Passage provided:
10 amazing things, only in Android!

Apple's iPhones grab a lot of attention, but there are many reasons why 82.8 percent of all new smartphones sold run Android. Apple provides a completely catered, top-down experience in which the company dictates exactly which apps you can run and which features your phone can have. Android takes off the training wheels and lets consumers choose from a swath of hardware and software, also giving access to key technologies, such as removable storage, 3D cameras and 4K screens that Apple doesn't think its users can handle. You can also get an unlocked Android phone for far less than the cost of Apple's least expensive handset, the iPhone SE.

1. Better Values
With smartphone subsidies going the way of the dinosaur, you have to take a hard look at your next phone's full retail price. If you want an iPhone, you have three choices: the $399 iPhone SE, the $649 iPhone 6s and $749 iPhone 6s.

Tasks:
[1] According to the Android article, what percentage of all new smartphones sold run Android?
[2] Please list the key technologies that the Android article says Android gives access to but Apple doesn't think its users can handle.
[3] Do these statements agree with the Android article? Answer yes or no for each, and quote the words that decide it.
(a) Apple dictates which apps you can run on its phones.
(b) The iPhone 6s is Apple's least expensive handset.
(c) Smartphone subsidies are becoming more common.

Data section:
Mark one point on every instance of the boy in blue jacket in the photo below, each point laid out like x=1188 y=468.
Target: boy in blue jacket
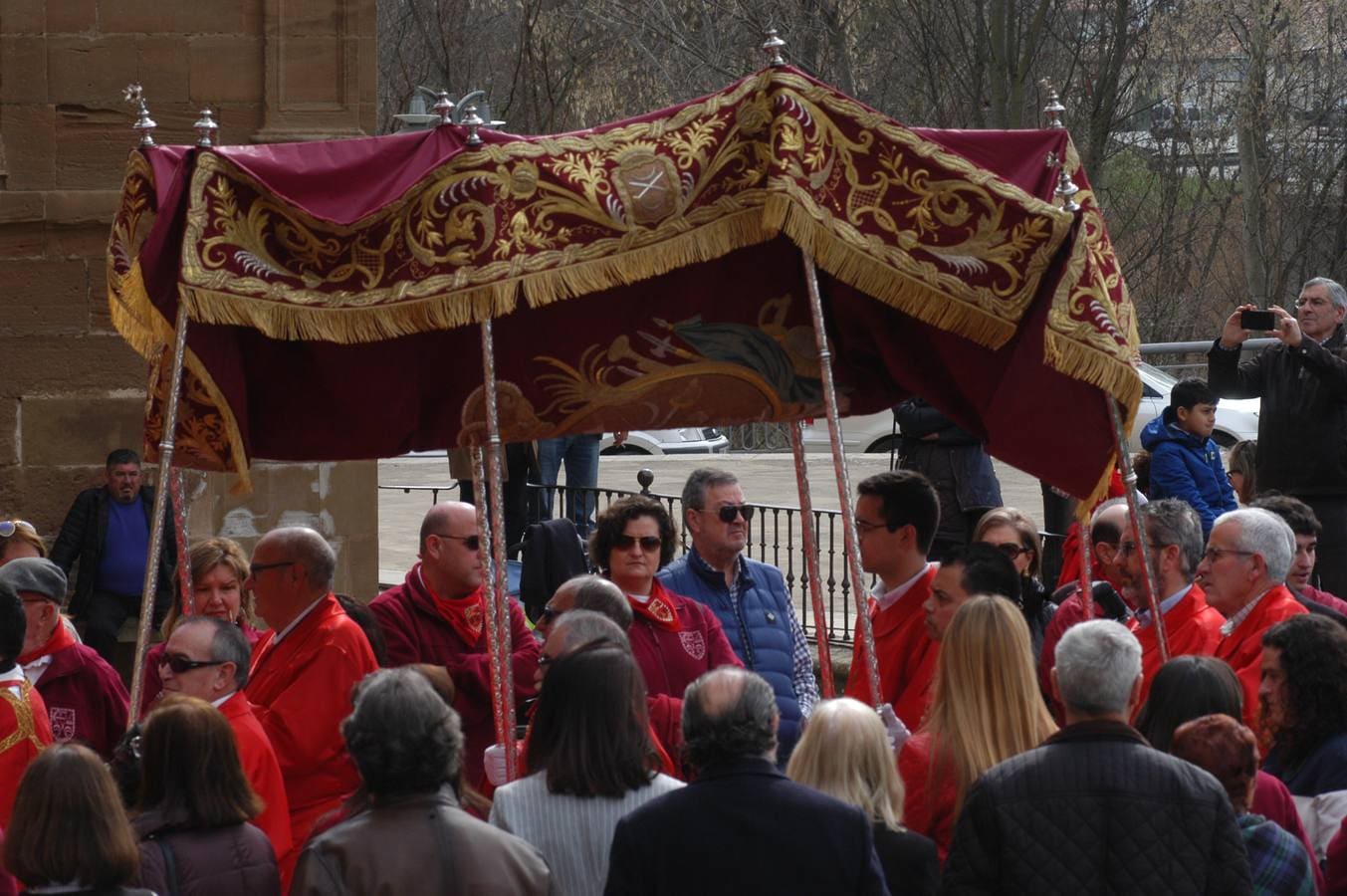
x=1184 y=461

Results for the exercise:
[1] 82.8 percent

[2] removable storage, 3D cameras, 4K screens

[3]
(a) Yes: "the company dictates exactly which apps you can run"
(b) No: "Apple's least expensive handset, the iPhone SE"
(c) No: "smartphone subsidies going the way of the dinosaur"